**STATED EXERCISE A**
Find every line in the records that contains the word "distant", and copy each of those lines.

5 books: remembering jabra ibrahim jabra

Painting by Jabra Ibrahim Jabra

Jabra was born in Bethlehem, was educated in Jerusalem, Exeter, and Cambridge, and then returned to Palestine in 1943 as a lecturer in English literature. In 1948, he and his family were forced to flee, and moved to Baghdad, Iraq, where he eventually married an Iraqi woman and took Iraqi citizenship.

In Baghdad, Jabra crafted both novels and poems, first composing in English and later shifting into Arabic. He was also a practicing artist for most of his life, and a member of the Baghdad Modern Art Group. As a profile in This Week in Palestine notes:

In his childhood autobiography The First Well, Jabra recounts that the Bethlehemite mother-of-pearl artists had influenced his perception of art as a child, and that his first attempts at drawing and painting were in 1931, in Bethlehem, where he would imitate a barber who used to enlarge photographs in his shop

Jabra was also known as a translator of Shakespeare, William Faulkner, and Samuel Beckett. As Elliott Colla wrote back in 2015, “Without Jabra’s translation of The Sound and the Fury, it is unlikely that novels like Men in the Sun, Miramar or Voices would have been written.”

[Part of a data file]

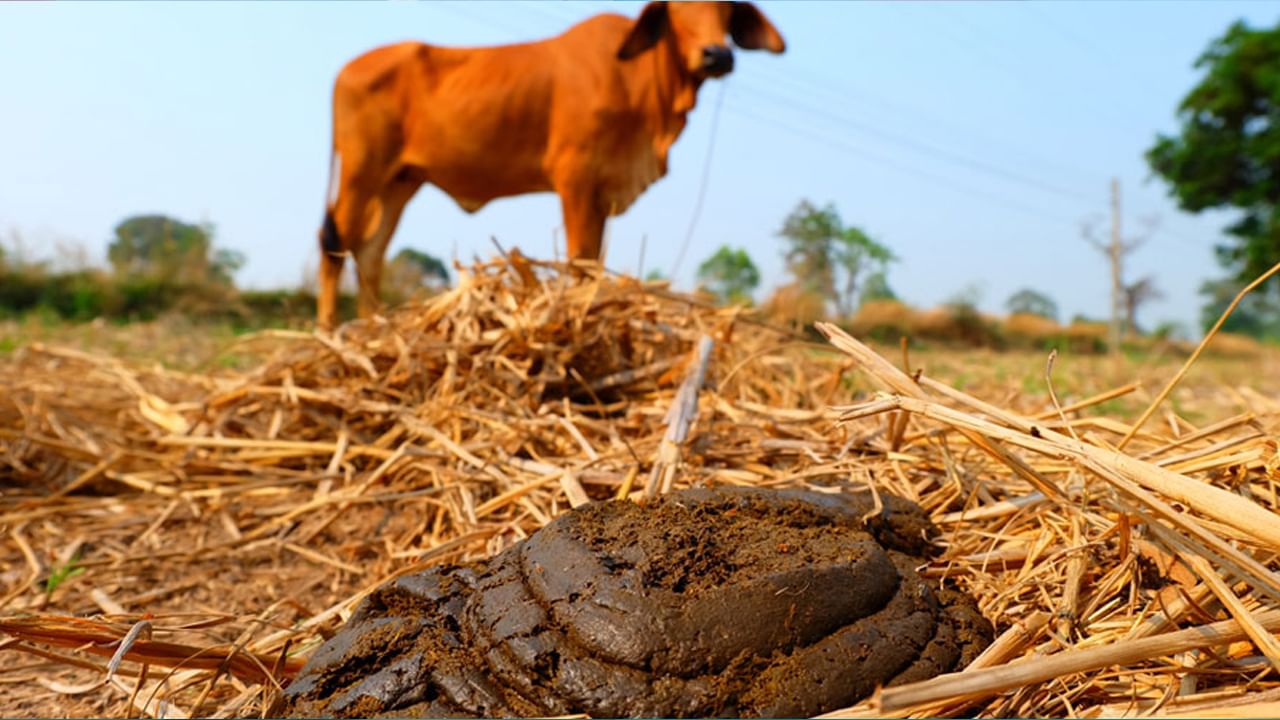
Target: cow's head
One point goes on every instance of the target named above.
(698, 31)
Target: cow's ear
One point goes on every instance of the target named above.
(645, 32)
(753, 31)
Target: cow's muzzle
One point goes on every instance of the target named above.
(717, 60)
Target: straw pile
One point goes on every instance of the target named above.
(177, 543)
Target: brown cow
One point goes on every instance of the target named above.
(589, 114)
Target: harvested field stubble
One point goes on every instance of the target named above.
(179, 542)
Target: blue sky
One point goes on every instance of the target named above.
(969, 137)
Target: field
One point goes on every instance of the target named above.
(187, 511)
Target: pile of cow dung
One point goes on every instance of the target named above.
(625, 610)
(181, 543)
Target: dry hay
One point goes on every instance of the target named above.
(206, 532)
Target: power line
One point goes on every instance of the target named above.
(945, 155)
(827, 141)
(812, 83)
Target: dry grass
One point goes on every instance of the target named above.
(188, 538)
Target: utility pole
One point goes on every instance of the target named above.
(1116, 253)
(1115, 249)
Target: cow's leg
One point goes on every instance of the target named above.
(327, 295)
(584, 220)
(373, 254)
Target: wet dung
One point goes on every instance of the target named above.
(731, 601)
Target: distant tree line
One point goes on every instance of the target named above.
(159, 264)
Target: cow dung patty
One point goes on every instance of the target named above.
(704, 602)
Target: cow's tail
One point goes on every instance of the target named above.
(329, 240)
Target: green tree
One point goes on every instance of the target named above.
(828, 258)
(411, 270)
(1226, 151)
(1032, 302)
(730, 274)
(164, 247)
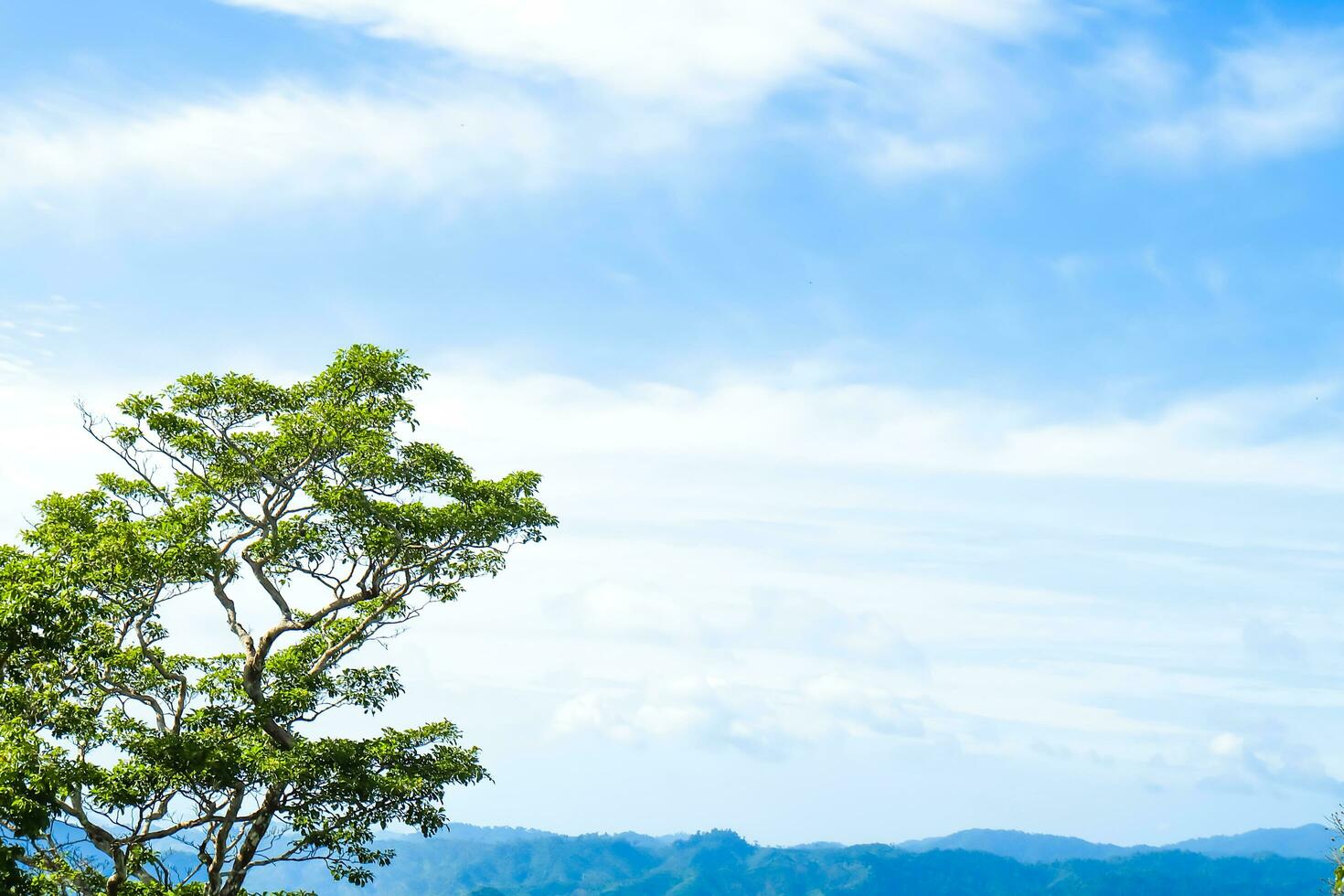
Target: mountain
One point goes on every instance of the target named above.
(1308, 841)
(1018, 845)
(720, 861)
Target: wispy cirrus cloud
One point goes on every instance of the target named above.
(26, 331)
(1269, 98)
(539, 96)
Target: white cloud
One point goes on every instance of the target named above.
(697, 53)
(777, 566)
(542, 94)
(26, 331)
(293, 142)
(1267, 100)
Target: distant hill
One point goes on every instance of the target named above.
(474, 861)
(1021, 847)
(1308, 841)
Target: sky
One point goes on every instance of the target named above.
(943, 400)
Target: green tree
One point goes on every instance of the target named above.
(311, 526)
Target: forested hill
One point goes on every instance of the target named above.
(497, 861)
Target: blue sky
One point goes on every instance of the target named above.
(941, 400)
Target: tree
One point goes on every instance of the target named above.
(311, 526)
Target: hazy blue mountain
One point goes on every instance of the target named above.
(502, 864)
(1308, 841)
(1019, 845)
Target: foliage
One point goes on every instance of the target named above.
(306, 521)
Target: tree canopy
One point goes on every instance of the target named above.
(309, 523)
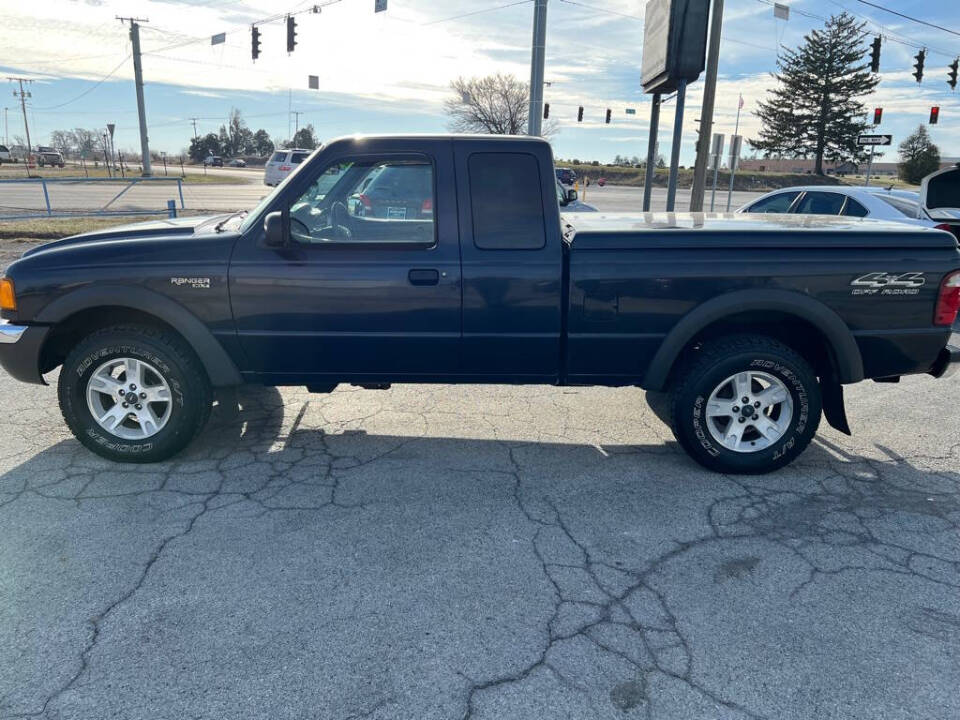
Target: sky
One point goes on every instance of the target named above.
(390, 71)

**STATED EXERCISE B**
Carry on the piece about Jabra Ibrahim Jabra, picking up after its final sentence.

**EXPECTED OUTPUT A**
Target: distant tree line
Target: distant hill

**EXPECTED OUTPUT B**
Jabra also had a day job: he was head of publications at the Iraq Petroleum Company in Baghdad from 1954 – 1977.

1) Hunters in a Narrow Street (1960)written originally in English.

As the publisher writes: “Jameel Farran, a Christian Arab, is forced to flee his destroyed Jerusalem in 1948. Teaching at Baghdad University, he falls in love with a beautiful Muslim girl, Sulafa, but their turbulent affair meets almost insurmountable obstacles of tradition and circumstance.”

2) The Ship (1970), translated by Adnan Haydar & Roger Allen (1985)

The Ship is co-narrated by men traveling from Beirut to Italy: Baghdadi architect Isam Salman and Palestinian businessman Wadi Assaf, who lives in Kuwait. An exploration of the homelessness of exile as the ship moves around the Mediterranean, docking here and there but never arriving.

3) In Search of Walid Masoud (1978), translated by Adnan Haydar & Roger Allen (2000)

Palestinian writer and activist Walid Masoud disappears, causing his friends and loved ones to reconstruct his life.

4) The First Well: A Bethlehem Boyhood (1987), translated by Issa J. Boullata (1995)

A memoir of Boullata’s childhood and youth in Bethlehem and Jerusalem.

5) Princesses’ Street: Baghdad Memories, translated by Issa J. Boullata (2005)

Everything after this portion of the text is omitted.